Task details:
Give the data from its first line through the line with "96 47 L 107" as a numbered list, skipping blank lines and leaving out the pictures.

Labeled outlines of areas:

——

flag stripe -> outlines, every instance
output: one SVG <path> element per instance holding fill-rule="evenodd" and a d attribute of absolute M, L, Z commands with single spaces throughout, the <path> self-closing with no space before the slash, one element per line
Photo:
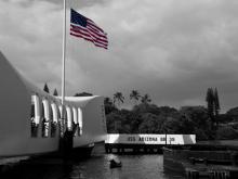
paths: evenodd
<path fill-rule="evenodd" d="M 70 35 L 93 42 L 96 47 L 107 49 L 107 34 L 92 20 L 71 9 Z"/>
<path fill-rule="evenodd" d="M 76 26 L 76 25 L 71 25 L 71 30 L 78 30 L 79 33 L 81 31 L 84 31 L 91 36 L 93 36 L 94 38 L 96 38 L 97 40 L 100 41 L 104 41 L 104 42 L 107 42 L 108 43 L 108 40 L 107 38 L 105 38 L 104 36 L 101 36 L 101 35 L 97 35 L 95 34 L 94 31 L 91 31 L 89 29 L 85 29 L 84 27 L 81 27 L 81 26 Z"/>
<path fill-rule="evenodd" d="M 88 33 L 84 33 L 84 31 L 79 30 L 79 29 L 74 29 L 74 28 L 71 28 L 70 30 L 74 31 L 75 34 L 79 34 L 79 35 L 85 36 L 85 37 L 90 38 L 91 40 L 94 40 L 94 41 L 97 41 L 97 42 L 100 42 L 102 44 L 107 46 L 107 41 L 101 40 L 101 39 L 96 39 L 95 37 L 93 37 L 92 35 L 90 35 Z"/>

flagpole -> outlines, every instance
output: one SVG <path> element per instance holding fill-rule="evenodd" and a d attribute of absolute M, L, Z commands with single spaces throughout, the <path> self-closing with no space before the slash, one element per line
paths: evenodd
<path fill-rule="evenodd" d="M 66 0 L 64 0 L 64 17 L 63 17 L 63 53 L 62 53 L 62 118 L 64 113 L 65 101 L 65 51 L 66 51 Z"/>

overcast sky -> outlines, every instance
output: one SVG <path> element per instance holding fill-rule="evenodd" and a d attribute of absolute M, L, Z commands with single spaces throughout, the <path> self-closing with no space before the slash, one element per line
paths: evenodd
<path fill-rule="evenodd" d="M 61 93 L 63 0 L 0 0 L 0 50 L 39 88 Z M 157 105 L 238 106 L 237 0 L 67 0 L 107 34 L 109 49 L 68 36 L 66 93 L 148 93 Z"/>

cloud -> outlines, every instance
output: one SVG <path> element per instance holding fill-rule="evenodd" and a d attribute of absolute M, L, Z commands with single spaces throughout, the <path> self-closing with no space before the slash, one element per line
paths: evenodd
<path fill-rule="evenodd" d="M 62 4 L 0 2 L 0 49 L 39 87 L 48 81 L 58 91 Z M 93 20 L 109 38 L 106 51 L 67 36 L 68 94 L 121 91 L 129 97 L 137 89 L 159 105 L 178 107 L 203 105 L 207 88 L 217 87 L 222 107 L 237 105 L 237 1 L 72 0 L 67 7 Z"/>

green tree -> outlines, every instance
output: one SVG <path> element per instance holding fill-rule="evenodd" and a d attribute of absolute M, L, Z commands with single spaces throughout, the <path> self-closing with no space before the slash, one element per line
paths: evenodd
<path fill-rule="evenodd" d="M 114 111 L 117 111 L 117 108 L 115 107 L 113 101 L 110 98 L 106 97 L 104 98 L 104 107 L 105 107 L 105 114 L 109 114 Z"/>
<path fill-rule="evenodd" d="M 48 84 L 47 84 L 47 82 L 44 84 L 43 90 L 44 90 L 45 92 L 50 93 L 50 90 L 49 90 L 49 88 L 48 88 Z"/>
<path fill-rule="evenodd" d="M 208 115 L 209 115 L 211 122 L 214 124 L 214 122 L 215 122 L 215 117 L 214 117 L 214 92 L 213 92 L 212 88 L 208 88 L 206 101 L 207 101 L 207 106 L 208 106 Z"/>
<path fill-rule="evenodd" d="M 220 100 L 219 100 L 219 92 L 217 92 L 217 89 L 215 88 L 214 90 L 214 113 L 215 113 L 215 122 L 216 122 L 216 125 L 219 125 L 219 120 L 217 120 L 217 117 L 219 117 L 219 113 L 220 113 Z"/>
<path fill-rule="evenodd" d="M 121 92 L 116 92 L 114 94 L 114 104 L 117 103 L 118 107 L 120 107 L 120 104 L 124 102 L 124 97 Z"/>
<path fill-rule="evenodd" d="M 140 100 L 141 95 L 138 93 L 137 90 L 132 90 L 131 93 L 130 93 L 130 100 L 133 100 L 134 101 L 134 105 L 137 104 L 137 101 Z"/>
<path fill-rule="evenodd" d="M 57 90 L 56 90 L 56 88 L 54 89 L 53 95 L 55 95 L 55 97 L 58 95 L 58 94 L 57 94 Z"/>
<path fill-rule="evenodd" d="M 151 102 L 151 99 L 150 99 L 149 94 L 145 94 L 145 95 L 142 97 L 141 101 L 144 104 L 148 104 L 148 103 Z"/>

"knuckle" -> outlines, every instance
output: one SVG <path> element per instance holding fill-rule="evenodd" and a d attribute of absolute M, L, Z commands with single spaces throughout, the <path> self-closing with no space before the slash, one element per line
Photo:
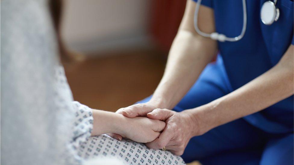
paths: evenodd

——

Solution:
1. flag stripe -> outlines, every instance
2. output: one SVG <path> element per instance holding fill-rule="evenodd" and a d attribute of absolute M, L, Z commands with single spaces throughout, the <path> self-closing with no space before the slash, one element per line
3. Photo:
4. paths: evenodd
5. <path fill-rule="evenodd" d="M 70 35 L 93 42 L 96 47 L 107 49 L 107 34 L 92 20 L 71 9 Z"/>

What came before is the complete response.